ВЫБРАННЫЙ ОТРЫВОК ▸
Сопротивление пророка не политично, но оно глубже политики: оно затрагивает сам способ существования религии как публичного устройства. Его речь не поддается инкорпорации, потому что она не исходит из функции. Он не профессионален, он не обучен, он не уполномочен. Он появляется без согласования, говорит без фильтра, действует без протокола. Его слова не утверждены советом, не прошли проверку на пастырскую целесообразность, не опираются на богословскую школу, поэтому они возвращают то, что невозможно произвести по процедуре – напряжение присутствия. Всякая система стремится поглотить такое слово, либо объявив его опасным, либо превратив в символ. Но пророчество невозможно ни устранить безболезненно, ни превратить в жанр без утраты сути. И потому каждый пророк, по самой своей сути, становится фигурой несогласия – даже если он не собирался ничего разрушать.
Библейская традиция знает это слишком хорошо: все подлинные пророки были конфликтными фигурами. Их не признавали сразу, им не давали кафедр, их не цитировали с уважением. Их гнали, изолировали, игнорировали. И не потому, что они говорили что-то принципиально новое, а потому, что их слово вскрывало расщепление между формой и жизнью, между системой и откровением. Они не были реформаторами, потому что не предлагали программ. Они не были мятежниками, потому что не боролись за власть. Но они становились центрами внутреннего сопротивления – не организованного, не институционального, но такого, которое возвращало человека к себе, к голосу, к отклику, к пустоте, в которую снова могло прийти нечто настоящее.

(Записи с данными)
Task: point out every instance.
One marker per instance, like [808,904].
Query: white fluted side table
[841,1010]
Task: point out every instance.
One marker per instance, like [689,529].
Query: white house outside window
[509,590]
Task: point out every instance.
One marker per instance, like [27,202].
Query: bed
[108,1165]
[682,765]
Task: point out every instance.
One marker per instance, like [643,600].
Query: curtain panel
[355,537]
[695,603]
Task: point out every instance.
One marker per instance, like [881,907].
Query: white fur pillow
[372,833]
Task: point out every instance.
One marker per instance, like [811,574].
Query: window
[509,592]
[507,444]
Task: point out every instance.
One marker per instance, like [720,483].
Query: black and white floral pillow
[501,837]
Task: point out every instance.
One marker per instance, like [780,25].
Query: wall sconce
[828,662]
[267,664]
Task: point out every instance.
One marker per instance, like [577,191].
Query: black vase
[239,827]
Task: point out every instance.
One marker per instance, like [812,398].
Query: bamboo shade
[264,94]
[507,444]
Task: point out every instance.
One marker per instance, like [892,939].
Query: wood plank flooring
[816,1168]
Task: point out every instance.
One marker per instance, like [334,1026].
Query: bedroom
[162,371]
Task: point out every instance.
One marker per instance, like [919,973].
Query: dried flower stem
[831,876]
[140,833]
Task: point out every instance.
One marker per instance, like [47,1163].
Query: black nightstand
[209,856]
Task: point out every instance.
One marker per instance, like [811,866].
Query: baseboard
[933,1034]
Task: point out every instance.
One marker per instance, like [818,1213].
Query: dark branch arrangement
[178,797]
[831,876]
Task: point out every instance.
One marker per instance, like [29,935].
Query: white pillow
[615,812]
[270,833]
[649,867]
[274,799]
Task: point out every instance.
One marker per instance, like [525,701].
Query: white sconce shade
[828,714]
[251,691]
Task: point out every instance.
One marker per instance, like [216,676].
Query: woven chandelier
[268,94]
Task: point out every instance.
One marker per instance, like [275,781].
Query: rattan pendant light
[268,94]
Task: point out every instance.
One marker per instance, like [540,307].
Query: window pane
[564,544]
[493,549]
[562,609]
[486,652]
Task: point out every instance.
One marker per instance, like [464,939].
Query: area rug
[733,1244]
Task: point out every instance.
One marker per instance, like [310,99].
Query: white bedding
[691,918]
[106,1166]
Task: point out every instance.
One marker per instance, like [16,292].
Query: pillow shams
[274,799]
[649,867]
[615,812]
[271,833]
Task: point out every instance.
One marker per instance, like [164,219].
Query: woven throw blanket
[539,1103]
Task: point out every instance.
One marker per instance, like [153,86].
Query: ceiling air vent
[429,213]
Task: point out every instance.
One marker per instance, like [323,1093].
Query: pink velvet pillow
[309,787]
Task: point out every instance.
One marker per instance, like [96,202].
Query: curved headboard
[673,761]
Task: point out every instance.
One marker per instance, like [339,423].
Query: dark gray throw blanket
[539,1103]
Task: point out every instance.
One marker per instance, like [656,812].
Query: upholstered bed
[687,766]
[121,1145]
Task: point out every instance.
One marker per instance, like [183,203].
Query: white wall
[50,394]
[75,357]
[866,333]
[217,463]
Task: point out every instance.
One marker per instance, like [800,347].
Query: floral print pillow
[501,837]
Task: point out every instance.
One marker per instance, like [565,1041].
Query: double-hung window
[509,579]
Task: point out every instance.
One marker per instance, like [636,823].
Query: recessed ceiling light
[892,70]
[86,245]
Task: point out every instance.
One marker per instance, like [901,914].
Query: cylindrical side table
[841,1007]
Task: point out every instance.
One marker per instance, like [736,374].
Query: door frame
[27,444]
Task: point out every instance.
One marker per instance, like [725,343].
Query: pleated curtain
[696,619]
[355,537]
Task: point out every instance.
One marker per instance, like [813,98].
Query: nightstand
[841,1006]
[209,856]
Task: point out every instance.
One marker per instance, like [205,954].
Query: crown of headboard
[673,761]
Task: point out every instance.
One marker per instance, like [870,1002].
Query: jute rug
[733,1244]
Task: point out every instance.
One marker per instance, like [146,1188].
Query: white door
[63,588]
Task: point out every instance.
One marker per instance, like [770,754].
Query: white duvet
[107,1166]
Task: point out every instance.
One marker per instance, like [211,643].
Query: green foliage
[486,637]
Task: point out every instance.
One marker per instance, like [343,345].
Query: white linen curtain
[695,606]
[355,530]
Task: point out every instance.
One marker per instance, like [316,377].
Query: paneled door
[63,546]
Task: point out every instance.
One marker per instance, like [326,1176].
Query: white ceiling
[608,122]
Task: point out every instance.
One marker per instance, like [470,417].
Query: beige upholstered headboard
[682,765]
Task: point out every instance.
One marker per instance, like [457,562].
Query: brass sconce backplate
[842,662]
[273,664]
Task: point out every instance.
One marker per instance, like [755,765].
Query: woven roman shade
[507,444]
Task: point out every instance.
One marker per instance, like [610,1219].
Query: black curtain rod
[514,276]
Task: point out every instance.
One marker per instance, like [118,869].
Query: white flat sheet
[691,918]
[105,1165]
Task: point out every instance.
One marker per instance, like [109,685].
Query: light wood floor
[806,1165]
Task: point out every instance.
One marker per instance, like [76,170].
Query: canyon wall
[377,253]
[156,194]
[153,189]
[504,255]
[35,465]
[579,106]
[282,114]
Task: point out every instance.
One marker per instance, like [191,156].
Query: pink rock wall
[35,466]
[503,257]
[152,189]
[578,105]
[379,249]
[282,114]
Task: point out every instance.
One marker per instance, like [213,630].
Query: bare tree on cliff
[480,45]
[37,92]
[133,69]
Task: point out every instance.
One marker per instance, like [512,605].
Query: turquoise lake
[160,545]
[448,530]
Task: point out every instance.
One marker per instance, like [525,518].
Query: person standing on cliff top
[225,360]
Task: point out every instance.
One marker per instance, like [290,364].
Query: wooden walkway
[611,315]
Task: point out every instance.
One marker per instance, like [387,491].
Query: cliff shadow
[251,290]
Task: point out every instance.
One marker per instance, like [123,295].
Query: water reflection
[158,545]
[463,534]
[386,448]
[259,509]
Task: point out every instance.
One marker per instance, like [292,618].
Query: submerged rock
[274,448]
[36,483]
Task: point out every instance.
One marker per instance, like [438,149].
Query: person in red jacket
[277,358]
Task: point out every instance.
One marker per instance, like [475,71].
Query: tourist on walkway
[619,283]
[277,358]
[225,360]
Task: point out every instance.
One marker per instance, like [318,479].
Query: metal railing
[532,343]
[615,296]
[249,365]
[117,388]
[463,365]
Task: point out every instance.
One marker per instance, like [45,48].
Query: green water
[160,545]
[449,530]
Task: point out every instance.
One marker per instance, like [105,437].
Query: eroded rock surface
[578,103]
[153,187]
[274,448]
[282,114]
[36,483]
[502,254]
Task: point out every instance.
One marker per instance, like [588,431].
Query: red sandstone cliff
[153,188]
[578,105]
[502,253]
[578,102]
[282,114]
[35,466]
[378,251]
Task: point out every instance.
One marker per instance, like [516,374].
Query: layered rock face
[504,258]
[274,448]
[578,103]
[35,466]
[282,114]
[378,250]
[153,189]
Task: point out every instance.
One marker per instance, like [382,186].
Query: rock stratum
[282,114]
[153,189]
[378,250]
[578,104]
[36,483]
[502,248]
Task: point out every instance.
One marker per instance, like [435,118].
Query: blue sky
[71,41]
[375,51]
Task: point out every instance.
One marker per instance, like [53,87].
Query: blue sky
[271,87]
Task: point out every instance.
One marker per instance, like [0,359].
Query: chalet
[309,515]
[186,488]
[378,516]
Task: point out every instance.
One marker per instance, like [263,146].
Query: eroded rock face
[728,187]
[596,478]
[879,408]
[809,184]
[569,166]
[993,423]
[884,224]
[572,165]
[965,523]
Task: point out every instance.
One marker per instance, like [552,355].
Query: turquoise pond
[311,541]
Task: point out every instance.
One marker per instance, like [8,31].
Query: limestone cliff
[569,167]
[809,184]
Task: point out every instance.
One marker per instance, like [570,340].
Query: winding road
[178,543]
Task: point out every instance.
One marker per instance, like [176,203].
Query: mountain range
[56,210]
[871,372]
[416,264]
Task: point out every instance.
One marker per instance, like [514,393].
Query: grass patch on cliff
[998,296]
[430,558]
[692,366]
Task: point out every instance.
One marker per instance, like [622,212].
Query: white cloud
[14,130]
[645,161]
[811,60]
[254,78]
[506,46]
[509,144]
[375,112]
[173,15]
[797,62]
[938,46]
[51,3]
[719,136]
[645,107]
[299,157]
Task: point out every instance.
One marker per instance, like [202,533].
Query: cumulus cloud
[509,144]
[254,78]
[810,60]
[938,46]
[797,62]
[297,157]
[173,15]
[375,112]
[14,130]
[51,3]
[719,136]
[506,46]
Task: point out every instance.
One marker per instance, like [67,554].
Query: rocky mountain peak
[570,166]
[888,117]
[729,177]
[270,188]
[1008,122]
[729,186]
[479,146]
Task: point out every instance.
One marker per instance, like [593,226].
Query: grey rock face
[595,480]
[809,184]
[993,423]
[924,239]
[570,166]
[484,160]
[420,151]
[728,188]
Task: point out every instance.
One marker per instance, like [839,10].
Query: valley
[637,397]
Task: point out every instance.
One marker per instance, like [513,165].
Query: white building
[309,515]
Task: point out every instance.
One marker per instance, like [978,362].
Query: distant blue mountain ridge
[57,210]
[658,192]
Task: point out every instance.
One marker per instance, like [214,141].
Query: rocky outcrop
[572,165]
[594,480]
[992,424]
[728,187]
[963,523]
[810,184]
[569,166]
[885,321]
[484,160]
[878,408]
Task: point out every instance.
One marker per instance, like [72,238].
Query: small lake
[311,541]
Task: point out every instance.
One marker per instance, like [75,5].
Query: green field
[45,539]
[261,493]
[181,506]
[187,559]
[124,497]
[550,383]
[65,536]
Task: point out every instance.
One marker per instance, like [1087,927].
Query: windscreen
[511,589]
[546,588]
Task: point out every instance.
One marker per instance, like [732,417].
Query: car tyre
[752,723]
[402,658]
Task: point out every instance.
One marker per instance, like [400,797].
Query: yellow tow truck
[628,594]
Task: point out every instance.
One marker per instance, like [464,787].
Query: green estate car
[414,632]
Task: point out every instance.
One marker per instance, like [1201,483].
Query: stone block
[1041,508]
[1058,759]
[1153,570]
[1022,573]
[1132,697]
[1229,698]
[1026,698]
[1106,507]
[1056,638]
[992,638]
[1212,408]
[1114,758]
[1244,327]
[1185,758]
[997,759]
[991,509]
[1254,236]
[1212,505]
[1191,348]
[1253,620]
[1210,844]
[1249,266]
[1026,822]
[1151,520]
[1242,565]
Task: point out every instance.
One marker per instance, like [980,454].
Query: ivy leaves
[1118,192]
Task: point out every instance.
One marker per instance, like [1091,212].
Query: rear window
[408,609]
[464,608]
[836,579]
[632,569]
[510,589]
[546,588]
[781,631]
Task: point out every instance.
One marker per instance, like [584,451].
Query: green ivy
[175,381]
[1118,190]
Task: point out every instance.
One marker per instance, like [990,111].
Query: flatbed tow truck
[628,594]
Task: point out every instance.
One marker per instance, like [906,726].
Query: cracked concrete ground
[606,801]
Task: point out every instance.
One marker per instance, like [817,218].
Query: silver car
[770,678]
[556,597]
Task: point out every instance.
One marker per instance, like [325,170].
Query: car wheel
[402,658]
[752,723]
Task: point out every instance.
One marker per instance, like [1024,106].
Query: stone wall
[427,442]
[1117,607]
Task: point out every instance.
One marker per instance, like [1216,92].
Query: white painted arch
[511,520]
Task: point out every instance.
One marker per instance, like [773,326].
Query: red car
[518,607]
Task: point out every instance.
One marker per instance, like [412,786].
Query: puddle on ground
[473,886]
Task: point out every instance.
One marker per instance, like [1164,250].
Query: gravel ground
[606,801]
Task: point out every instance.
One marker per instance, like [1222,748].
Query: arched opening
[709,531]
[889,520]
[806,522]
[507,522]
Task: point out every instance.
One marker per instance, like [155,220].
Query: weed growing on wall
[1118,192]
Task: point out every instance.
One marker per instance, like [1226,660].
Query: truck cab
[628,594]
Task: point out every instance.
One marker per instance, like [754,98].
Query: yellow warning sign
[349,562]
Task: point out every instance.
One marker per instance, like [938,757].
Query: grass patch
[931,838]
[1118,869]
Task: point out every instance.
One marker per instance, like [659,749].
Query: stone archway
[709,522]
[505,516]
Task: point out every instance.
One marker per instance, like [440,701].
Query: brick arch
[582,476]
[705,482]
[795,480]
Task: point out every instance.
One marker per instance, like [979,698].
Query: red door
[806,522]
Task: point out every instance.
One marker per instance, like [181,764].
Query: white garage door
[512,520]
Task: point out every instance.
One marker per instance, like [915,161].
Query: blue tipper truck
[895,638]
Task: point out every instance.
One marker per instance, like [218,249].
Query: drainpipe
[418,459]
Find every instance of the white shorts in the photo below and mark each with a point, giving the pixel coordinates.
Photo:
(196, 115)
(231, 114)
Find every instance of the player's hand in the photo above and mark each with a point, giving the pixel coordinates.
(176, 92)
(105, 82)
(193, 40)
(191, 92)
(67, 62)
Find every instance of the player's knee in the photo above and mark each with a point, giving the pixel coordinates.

УСЛОВИЕ ЗАДАЧИ ▸
Повторите без изменений кусок отрывка о пророках, начиная со слов «Сопротивление пророка не» и заканчивая словами «собирался ничего разрушать.».

РАЗБОР РЕШЕНИЯ ▸
Сопротивление пророка не политично, но оно глубже политики: оно затрагивает сам способ существования религии как публичного устройства. Его речь не поддается инкорпорации, потому что она не исходит из функции. Он не профессионален, он не обучен, он не уполномочен. Он появляется без согласования, говорит без фильтра, действует без протокола. Его слова не утверждены советом, не прошли проверку на пастырскую целесообразность, не опираются на богословскую школу, поэтому они возвращают то, что невозможно произвести по процедуре – напряжение присутствия. Всякая система стремится поглотить такое слово, либо объявив его опасным, либо превратив в символ. Но пророчество невозможно ни устранить безболезненно, ни превратить в жанр без утраты сути. И потому каждый пророк, по самой своей сути, становится фигурой несогласия – даже если он не собирался ничего разрушать.